WRITTEN REQUEST: Rewrite these lines with every "photograph" changed to "image" and nothing else altered. Leave the pictures out of your answer.
━━━━━ RECORD LIST
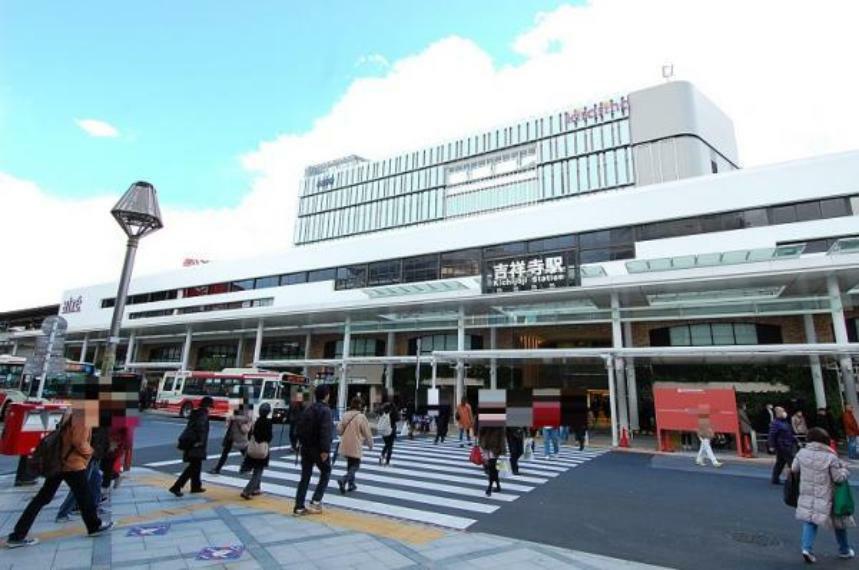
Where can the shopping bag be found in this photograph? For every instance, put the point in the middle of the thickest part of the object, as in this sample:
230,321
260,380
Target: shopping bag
528,455
791,489
476,456
842,500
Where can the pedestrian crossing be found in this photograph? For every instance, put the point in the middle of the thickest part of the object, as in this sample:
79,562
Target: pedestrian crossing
━━━━━━━━━━
REPLY TO THE EXERCISE:
Where can the shopping bag be found in this image? For every instance, put the point in the middle of the thickest part of the object, as in this sample:
230,321
260,380
Target: shopping bag
528,455
791,489
476,456
842,500
Where can the pedestrian crossing be found in this image? For every instance, put the point in the middle of the thickest part of the object, as in this sample:
79,562
Target: pedestrian crossing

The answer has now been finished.